### THE EXERCISE
Convert every line of the material below into a numbered list, omitting blank lines and leaving the pictures out.

Position identification records:
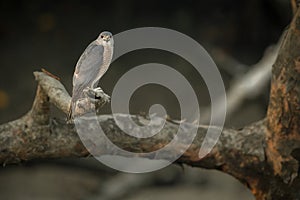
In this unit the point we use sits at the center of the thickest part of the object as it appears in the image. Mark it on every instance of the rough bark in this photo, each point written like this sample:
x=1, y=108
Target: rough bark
x=264, y=156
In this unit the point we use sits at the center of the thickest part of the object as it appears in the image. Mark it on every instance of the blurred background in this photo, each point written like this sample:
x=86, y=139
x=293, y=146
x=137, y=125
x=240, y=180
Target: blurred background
x=53, y=34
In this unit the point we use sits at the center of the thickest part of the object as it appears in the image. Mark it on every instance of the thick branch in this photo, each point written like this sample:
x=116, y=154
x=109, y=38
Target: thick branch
x=237, y=152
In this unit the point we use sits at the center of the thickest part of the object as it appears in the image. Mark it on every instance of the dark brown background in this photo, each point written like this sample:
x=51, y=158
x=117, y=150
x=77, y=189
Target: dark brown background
x=53, y=34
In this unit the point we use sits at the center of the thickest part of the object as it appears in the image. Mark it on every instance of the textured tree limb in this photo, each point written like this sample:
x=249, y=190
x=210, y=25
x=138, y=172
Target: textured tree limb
x=264, y=155
x=36, y=136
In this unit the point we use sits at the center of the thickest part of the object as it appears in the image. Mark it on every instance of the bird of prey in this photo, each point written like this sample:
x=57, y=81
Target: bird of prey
x=91, y=66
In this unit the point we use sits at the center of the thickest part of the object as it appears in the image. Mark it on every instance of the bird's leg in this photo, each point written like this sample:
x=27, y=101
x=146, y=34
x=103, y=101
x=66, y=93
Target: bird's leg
x=96, y=95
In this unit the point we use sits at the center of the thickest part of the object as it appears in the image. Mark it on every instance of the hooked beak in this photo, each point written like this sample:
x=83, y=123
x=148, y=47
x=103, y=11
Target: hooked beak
x=106, y=38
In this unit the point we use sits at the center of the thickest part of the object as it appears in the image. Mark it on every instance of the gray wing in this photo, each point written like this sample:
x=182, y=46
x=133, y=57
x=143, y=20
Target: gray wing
x=87, y=69
x=88, y=65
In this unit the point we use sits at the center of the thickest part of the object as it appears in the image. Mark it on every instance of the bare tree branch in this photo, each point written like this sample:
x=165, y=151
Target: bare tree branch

### THE ANSWER
1. In this unit the point we use sits at the center of the thickest part of the object as it appears in the image. Mark it on every instance of the rough bark in this photo, each point written like this sample:
2. x=1, y=108
3. Target: rough bark
4. x=264, y=156
5. In this unit the point we use sits at the center of the thickest part of the object as it appears in the image. Mark it on every instance of the blurred background in this photo, each point written like this sample:
6. x=86, y=139
7. x=293, y=146
8. x=137, y=125
9. x=240, y=180
10. Target: blurred background
11. x=53, y=34
12. In this unit the point we use sits at the center of the thickest part of the object as it appears in the image. Mark it on every instance of the thick branch in this photo, each point written like this sample:
13. x=116, y=154
14. x=109, y=38
15. Target: thick branch
16. x=237, y=152
17. In this unit the point we use sits at the center of the thickest part of the object as it appears in the image. Mark it on every instance of the dark brown background in this photo, each point written like this sample:
18. x=51, y=158
19. x=117, y=150
20. x=77, y=189
21. Target: dark brown background
22. x=53, y=34
23. In this unit the point we use sits at the center of the thickest part of the object as it appears in the image. Mark it on every instance of the textured tree limb in this photo, each point written like this sample:
24. x=249, y=190
25. x=210, y=25
26. x=138, y=172
27. Target: textured tree limb
28. x=264, y=155
29. x=36, y=136
30. In this unit the point we use sits at the center of the thickest part of the object as it appears in the image. Mark it on every instance of the bird of prey in this photo, each point written like this sample:
31. x=57, y=81
32. Target: bird of prey
33. x=91, y=66
34. In this unit the point we use sits at the center of the thickest part of the object as it appears in the image. Mark it on every instance of the bird's leg in this photo, each point written like this sample:
35. x=27, y=101
36. x=146, y=34
37. x=103, y=101
38. x=66, y=93
39. Target: bird's leg
40. x=96, y=95
41. In this unit the point we use sits at the center of the thickest part of the object as it appears in the image. Mark it on every instance of the hooked beak in this photo, each point written like this sample:
42. x=83, y=123
43. x=148, y=47
44. x=103, y=11
45. Target: hooked beak
46. x=106, y=38
47. In this unit the point we use sits at the center of the thickest part of the object as it appears in the image. Mark it on every instance of the gray wing in this photo, each point written like this sample:
48. x=182, y=46
49. x=133, y=57
50. x=143, y=20
51. Target: gray wing
52. x=87, y=69
53. x=88, y=65
54. In this unit the point we use sits at the center of the thickest part of the object as it appears in the image. Mark it on every instance of the bare tree branch in this photo, each point written like this sample:
55. x=165, y=151
56. Target: bare tree branch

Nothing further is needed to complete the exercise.